SHORT PROBLEM A => Pull out every line in the rows below that contains the string "driveway", and copy each one in full.

SELECTED EXTRACT =>
%%

Have the curiosity to ask yourself what your own death portrait would look like. 

Step two.  

Sift through your memories and remember As many of the things that have molded you. Things that you have experienced that make you who you are. 

Step 3. 

Arrange some of those experiences and memories into a frame in your mind. I chose a rectangle. 

Step d. 

draw or write up a concept to create this Frame that up until now only lives in your head. This is the part where you get to push yourself to either create something easy or create something complex. My thought is that the more complex the more interesting it would be. This is most definitely not always the case. For me this was saying “okay I don't want to use Photoshop to do this nor do I ever want to touch ai for a project as important as this”. (Oh this is fun, I have just realized that this is important.) Looks like Step 4 just changed the trajectory.

Step E.

%%

SHORT PROBLEM B => Write the next part of the steps for making a death portrait above, picking up right after "Step E."

RECORDS TO USE =>
%%

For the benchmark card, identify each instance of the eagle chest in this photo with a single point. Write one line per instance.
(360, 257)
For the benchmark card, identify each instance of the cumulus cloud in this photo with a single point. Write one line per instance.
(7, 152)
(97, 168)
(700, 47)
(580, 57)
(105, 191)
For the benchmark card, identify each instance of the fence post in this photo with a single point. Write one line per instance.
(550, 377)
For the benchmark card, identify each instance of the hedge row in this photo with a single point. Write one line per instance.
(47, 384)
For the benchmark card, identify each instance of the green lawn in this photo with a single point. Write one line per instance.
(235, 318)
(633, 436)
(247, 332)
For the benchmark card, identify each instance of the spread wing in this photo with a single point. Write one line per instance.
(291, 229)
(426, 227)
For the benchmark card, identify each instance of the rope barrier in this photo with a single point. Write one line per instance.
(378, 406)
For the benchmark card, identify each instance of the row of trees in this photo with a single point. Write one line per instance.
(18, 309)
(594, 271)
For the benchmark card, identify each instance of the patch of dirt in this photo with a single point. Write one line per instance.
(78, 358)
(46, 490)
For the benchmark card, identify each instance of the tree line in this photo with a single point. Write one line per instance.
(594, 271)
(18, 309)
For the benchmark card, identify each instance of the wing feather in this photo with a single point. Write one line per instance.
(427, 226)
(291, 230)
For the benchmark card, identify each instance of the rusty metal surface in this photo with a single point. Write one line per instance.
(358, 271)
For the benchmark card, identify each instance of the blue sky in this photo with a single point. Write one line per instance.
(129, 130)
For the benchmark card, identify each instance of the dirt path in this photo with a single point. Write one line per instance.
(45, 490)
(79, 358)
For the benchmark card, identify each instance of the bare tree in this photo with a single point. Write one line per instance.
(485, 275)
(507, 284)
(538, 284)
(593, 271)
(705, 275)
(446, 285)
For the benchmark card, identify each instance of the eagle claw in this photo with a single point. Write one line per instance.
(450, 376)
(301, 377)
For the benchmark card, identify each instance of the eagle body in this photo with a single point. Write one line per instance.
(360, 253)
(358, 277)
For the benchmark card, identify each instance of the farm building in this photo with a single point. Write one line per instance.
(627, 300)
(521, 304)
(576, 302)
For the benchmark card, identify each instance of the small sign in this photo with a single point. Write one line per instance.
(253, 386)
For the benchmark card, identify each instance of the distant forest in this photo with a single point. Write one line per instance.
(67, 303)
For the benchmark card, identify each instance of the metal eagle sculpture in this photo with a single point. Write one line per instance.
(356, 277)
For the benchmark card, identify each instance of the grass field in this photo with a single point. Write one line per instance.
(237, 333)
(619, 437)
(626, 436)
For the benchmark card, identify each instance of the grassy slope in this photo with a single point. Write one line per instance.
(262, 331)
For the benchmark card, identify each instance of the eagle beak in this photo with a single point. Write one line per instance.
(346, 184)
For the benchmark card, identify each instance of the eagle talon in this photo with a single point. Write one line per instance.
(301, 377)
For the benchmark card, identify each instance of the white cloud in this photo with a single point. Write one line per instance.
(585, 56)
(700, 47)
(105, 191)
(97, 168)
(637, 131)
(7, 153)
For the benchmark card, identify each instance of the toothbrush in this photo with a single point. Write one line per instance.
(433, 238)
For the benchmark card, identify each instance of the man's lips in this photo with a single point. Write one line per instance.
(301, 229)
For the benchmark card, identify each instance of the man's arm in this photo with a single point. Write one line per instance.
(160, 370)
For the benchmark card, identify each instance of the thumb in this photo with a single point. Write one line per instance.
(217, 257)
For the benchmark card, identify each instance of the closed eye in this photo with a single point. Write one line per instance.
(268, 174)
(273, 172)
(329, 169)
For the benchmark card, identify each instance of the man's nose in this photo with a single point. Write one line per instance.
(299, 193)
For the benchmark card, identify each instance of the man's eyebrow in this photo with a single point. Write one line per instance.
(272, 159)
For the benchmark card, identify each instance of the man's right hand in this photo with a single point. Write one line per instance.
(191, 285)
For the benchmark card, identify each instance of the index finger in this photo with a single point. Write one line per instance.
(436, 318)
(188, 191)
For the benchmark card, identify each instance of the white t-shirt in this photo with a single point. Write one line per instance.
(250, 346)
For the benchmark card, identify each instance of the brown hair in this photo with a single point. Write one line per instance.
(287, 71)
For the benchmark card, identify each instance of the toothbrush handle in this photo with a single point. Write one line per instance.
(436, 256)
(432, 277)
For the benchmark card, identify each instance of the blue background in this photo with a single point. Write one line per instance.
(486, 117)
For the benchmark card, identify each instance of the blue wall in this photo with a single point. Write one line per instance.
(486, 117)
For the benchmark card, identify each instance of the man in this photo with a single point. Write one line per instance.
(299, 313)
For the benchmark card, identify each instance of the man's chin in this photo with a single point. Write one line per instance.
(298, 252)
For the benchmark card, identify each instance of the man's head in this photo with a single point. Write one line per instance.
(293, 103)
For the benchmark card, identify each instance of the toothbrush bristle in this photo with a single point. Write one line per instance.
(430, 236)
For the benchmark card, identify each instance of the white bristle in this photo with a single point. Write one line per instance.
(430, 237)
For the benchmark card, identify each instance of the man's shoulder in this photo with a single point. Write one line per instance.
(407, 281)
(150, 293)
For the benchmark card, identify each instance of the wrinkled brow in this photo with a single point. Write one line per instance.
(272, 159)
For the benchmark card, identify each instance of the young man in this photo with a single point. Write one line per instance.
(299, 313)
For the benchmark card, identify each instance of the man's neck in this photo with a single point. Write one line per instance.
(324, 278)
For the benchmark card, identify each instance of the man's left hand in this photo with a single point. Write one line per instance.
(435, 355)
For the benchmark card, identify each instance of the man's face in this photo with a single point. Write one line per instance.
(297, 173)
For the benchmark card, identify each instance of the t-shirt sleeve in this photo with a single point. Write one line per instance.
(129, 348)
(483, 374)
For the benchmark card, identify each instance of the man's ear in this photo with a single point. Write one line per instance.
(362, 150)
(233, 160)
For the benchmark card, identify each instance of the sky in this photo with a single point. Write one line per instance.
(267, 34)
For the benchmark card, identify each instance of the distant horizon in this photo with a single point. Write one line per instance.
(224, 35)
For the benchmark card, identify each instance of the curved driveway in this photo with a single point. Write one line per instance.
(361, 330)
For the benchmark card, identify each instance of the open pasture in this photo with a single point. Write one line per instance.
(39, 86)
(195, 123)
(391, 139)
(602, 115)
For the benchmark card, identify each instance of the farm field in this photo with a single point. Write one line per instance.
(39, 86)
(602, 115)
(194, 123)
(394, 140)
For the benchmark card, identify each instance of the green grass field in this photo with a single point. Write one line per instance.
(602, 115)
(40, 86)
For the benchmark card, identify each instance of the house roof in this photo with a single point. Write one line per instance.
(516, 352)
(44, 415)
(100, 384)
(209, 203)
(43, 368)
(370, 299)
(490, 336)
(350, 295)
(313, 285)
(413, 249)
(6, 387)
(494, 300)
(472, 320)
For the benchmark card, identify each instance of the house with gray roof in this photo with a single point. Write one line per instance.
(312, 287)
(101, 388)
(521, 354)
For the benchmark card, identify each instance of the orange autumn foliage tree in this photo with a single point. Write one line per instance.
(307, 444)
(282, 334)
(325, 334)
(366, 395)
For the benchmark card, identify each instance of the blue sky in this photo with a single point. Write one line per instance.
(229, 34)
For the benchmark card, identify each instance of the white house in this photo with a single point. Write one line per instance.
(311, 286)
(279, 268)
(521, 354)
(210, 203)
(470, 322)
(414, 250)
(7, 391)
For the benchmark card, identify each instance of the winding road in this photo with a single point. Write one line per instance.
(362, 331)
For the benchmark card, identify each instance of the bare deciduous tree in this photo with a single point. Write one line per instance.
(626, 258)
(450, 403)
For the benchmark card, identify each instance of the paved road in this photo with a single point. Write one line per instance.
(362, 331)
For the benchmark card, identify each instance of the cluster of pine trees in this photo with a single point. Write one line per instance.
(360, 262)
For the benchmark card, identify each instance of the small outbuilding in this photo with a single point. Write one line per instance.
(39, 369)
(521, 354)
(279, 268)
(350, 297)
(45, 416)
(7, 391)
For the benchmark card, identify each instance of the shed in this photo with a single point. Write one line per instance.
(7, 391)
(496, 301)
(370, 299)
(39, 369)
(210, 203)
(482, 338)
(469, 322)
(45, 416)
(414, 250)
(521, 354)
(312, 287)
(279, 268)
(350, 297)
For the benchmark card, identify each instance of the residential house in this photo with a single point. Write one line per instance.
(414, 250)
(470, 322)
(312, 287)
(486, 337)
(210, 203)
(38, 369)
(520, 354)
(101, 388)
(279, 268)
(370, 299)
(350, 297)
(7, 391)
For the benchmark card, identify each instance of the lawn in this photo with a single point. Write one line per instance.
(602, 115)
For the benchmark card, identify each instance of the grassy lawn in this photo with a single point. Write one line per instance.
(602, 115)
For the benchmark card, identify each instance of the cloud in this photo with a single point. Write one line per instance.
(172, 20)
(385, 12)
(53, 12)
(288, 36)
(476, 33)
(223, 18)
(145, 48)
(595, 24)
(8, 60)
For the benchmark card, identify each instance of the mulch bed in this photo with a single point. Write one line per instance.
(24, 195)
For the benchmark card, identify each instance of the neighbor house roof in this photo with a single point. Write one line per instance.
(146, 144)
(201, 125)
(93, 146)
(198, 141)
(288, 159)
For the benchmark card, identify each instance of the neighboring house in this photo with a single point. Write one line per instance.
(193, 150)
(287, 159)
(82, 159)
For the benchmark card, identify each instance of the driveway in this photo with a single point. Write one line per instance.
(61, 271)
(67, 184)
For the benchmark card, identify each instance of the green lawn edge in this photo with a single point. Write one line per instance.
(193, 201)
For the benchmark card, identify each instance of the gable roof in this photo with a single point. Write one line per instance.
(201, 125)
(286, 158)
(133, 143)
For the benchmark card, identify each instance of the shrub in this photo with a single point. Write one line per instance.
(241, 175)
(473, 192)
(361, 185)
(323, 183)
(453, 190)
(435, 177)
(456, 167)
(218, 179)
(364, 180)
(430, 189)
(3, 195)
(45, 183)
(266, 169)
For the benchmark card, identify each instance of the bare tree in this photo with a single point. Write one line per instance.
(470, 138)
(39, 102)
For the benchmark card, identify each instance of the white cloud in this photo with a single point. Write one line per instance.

%%

EXERCISE ANSWER A =>
For the benchmark card, identify each instance of the curved driveway in this photo with a single point. Write one line per instance.
For the benchmark card, identify each instance of the driveway in this photo with a single point. Write one line per instance.

EXERCISE ANSWER B =>
Now that I have figured out what this is going to look like in my mind and how I can pull it off in a physical form, I need to gather elements visioned in said piece that connect the experiences and memories to that physical form. In my case I have gathered two Lady Liberty coins ( Ma’s coin collection), a freshly road-killed timber rattlesnake, (so sad and my dad was super into snakes. We had LOTS of snakes in our home and hunted rattlesnakes and copperheads as a kid to extract the venom for research. Oh my dad was also a kickass scientist) a hefty bundle of my beard hair, recently removed by a neardeath drill incident, a golden mouse skeleton found in an electrical box and given to me as a gift by my love. (It remains the best gift ever, no pun intended), Dogwood flowers that used to grow in our front yard as well as the red flowers that grew in the neighbor's yard where I grew up.

Step 6. 

Position a camera overhead for a straight down self portrait of me laying down with the silver dollars over my eyes to pay the boatman and arms crossed as if to be dead. Oh yeah we can finally grab that camera. 😁

Step 7. 

Now make a print large enough to accommodate the length of the rattlesnake. Mount said print to rigid foamcore.

Step H.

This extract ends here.